§ **YOUR INSTRUCTIONS**:
For each record below, write an exact copy.

§ **ENTRIES SUPPLIED**:
* * * * * * * * *

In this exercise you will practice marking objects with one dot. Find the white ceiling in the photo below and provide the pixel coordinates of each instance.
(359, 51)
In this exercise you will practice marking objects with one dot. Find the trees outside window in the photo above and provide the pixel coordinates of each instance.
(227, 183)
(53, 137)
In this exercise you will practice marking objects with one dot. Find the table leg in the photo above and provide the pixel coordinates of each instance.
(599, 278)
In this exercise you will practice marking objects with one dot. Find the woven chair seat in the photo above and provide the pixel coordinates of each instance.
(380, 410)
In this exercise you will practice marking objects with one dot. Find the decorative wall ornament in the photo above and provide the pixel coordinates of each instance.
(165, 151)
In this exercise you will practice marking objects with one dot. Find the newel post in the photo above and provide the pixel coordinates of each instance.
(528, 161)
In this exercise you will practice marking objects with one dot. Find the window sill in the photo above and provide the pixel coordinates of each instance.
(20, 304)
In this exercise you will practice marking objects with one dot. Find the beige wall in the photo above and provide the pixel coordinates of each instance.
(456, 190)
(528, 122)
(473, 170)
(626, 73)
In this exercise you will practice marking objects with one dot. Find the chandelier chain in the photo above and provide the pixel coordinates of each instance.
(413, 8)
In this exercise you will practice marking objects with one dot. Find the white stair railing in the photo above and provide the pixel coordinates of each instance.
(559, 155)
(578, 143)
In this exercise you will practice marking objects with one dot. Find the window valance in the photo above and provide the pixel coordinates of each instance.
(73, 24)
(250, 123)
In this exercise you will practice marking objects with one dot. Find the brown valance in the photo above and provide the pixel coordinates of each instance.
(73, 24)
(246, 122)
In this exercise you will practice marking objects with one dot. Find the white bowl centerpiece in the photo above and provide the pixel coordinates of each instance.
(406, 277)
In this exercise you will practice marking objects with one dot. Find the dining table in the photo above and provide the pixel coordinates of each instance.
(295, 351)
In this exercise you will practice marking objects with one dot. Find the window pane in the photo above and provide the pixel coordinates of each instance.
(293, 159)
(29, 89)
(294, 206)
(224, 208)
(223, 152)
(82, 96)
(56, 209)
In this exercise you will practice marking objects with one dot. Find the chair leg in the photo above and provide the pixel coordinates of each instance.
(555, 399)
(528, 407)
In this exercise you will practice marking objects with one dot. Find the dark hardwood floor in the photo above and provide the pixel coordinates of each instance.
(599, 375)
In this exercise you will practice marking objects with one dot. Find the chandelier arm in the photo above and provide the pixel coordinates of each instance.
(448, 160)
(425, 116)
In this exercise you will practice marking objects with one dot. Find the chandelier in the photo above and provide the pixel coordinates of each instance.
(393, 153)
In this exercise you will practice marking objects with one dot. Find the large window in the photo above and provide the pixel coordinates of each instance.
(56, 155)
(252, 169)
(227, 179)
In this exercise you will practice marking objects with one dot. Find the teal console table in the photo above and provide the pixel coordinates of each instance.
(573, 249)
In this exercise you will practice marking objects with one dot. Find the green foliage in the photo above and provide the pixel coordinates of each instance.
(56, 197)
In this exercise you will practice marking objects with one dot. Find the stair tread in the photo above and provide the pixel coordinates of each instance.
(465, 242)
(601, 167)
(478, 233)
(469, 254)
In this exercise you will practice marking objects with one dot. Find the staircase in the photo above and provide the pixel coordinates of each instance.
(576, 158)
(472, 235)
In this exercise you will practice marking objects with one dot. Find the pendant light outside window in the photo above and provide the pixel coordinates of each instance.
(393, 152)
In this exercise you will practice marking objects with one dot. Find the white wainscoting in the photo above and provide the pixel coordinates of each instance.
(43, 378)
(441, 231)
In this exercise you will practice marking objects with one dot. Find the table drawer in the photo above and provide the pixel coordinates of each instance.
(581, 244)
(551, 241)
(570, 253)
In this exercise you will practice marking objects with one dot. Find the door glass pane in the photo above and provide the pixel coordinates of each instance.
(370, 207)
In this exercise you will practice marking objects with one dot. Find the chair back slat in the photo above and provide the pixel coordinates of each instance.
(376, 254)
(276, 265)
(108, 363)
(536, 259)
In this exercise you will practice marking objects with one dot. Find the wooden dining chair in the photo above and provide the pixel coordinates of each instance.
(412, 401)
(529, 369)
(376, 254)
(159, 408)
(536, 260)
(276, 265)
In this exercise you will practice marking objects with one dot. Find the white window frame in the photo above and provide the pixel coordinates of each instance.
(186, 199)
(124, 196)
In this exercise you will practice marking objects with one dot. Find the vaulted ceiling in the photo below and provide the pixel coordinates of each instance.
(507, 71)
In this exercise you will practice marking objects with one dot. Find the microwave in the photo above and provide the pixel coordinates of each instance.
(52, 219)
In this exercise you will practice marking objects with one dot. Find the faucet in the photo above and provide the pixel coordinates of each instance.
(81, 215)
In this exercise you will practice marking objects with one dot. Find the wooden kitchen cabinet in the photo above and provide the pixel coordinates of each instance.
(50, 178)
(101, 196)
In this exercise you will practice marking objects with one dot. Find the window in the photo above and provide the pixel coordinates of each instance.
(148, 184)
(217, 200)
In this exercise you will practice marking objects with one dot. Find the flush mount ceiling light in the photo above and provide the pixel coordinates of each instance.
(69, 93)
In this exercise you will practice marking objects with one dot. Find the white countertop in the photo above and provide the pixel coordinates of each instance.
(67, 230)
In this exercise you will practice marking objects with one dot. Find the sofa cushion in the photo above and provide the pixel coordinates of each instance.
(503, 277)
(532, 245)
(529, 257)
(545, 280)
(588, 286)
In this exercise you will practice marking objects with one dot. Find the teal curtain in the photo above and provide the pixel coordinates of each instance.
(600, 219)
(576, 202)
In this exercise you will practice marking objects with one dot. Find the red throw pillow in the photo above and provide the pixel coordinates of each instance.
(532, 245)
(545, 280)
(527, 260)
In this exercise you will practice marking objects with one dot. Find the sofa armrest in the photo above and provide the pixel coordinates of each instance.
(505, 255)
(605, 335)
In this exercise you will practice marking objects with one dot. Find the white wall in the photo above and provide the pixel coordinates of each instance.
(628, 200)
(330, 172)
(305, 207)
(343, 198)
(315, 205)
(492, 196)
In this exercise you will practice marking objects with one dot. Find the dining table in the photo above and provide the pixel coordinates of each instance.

* * * * * * * * *

§ **EXERCISE RESULT**:
In this exercise you will practice marking objects with one dot. Find the white ceiling in the photo below and provide the pixel coordinates of each instance.
(359, 51)
In this exercise you will practice marking objects with one dot. Find the trees outside window in the photo above and provide the pixel coordinates of each instance.
(227, 183)
(53, 137)
In this exercise you will practice marking objects with one dot. Find the table leg in the photo above and provide the pixel coordinates of each instance.
(599, 278)
In this exercise you will practice marking objects with one dot. Find the woven chair seat in the photo above and provide the pixel coordinates of each instance.
(380, 410)
In this exercise you will practice marking objects with one dot. Find the decorative wall ornament in the photo above and provide the pixel coordinates of each instance.
(165, 151)
In this exercise you will practice marking objects with one dot. Find the newel post in the photo above and provide the pixel coordinates of each instance.
(528, 161)
In this exercise you will practice marking objects with one dot. Find the window sill in the photo above and provide the pixel coordinates of each instance.
(20, 304)
In this exercise you will practice marking objects with one dot. Find the beige wall in the photo above and provide the pixel coordinates of each instance.
(456, 190)
(528, 122)
(473, 170)
(626, 73)
In this exercise you will practice marking objects with one dot. Find the chandelier chain in the photo above and provide the pixel coordinates of each instance.
(413, 8)
In this exercise you will practice marking objects with one dot. Find the white stair railing in the photo above and provide the pixel coordinates of each instance.
(559, 155)
(578, 143)
In this exercise you will practice marking objects with one dot. Find the window valance in the photo above and provide the pixel coordinates of each instance.
(73, 24)
(250, 123)
In this exercise you will practice marking objects with one dot. Find the brown valance in the photo above and provide the pixel coordinates of each instance.
(73, 24)
(246, 122)
In this exercise you will practice marking objects with one dot. Find the white bowl centerpiece in the photo above and provide the pixel coordinates of each instance.
(406, 277)
In this exercise you will practice marking objects with one dot. Find the dining table in the photo above and provide the pixel coordinates of each instance.
(295, 351)
In this exercise you will practice marking objects with one dot. Find the window pane in the photo above and provide the pixel coordinates of each instance.
(293, 159)
(29, 89)
(294, 206)
(224, 208)
(223, 152)
(82, 96)
(56, 209)
In this exercise you will practice marking objects with one dot. Find the chair leg in the photo above and provide the pixel coordinates of each instance.
(555, 399)
(528, 407)
In this exercise you will practice marking objects with one dot. Find the dark hardwood floor in the photo above and provide the pixel coordinates of each instance.
(599, 375)
In this exercise you will practice marking objects with one dot. Find the chandelier arm in the photo above and provide the pixel coordinates of each instance.
(448, 160)
(425, 116)
In this exercise you will practice marking objects with one dot. Find the chandelier in the photo above and provide the pixel coordinates of each instance.
(393, 153)
In this exercise you will practice marking objects with one dot. Find the large window in the photo above and provide the pixel coordinates of each instance.
(56, 155)
(252, 169)
(227, 179)
In this exercise you will practice marking objects with one dot. Find the teal console table in the photo above and provide the pixel coordinates of each instance.
(573, 249)
In this exercise you will practice marking objects with one dot. Find the green foliage in the photo above and provide the pixel coordinates of each instance.
(56, 197)
In this exercise you will practice marking objects with one dot. Find the stair tread in the photo above and provide the pixel coordinates of each instance.
(465, 242)
(601, 167)
(478, 233)
(469, 254)
In this exercise you will practice marking objects with one dot. Find the staircase in the photo above and provide the pixel coordinates of each instance.
(576, 158)
(472, 235)
In this exercise you will practice marking objects with one dot. Find the pendant light outside window in the photo above and provide the pixel coordinates of each instance.
(393, 152)
In this exercise you will practice marking objects with one dot. Find the white wainscoting in the photo above and provide the pixel coordinates of each instance.
(43, 378)
(441, 231)
In this exercise you will practice marking objects with one dot. Find the table drawer in the photo above and provide the pixel coordinates of each instance.
(581, 244)
(551, 241)
(570, 253)
In this exercise you will practice marking objects with one dot. Find the door glass pane in the photo above and provide the pixel coordinates of each instance.
(370, 207)
In this exercise you will practice marking objects with one dot. Find the chair back slat in the photo above and provide the pixel coordinates of each instance.
(376, 254)
(276, 265)
(108, 363)
(536, 259)
In this exercise you will practice marking objects with one dot. Find the wooden dining chair in the photo above and provide the pixel coordinates of each instance.
(412, 401)
(529, 369)
(376, 254)
(159, 408)
(536, 260)
(276, 265)
In this exercise you will practice marking objects with one dot. Find the white window frame in the photo above and provide the pixel coordinates of each instance.
(186, 199)
(124, 196)
In this exercise you will practice marking objects with one dot. Find the vaulted ceiling in the photo below and provide the pixel coordinates of each instance.
(507, 71)
In this exercise you will practice marking objects with one dot. Find the microwave in the photo above and provide the pixel coordinates of each instance.
(52, 219)
In this exercise you will practice marking objects with one dot. Find the faucet in the photo above and provide the pixel coordinates of each instance.
(81, 215)
In this exercise you will practice marking objects with one dot. Find the wooden kitchen cabinet in the photo above and provide the pixel coordinates of each instance.
(50, 178)
(101, 196)
In this exercise you will practice marking objects with one dot. Find the window in the photo above and provide the pixel coordinates of each instance.
(148, 184)
(217, 200)
In this exercise you will practice marking objects with one dot. Find the flush mount ceiling light in the photo above and provide the pixel coordinates of each instance.
(69, 93)
In this exercise you will practice marking objects with one dot. Find the white countertop in the photo above and provide the pixel coordinates of each instance.
(67, 230)
In this exercise you will practice marking objects with one dot. Find the sofa cushion in the photo above and provide the pixel coordinates of each instance.
(503, 277)
(532, 245)
(529, 257)
(545, 280)
(588, 286)
In this exercise you will practice marking objects with one dot. Find the teal curtain in the photo above and provide the pixel coordinates of each instance.
(600, 219)
(576, 202)
In this exercise you will practice marking objects with one dot. Find the red throw pillow in the photo above and provide the pixel coordinates of each instance.
(532, 245)
(545, 280)
(527, 260)
In this exercise you will practice marking objects with one dot. Find the sofa armrest in the photo above and provide the pixel coordinates of each instance.
(505, 255)
(605, 335)
In this exercise you will practice marking objects with one dot. Find the white wall in the photo above and provide the pixel coordinates of each instance.
(628, 200)
(330, 172)
(305, 207)
(343, 198)
(315, 205)
(492, 196)
In this exercise you will practice marking objects with one dot. Find the dining table in the photo above and provide the pixel coordinates of each instance.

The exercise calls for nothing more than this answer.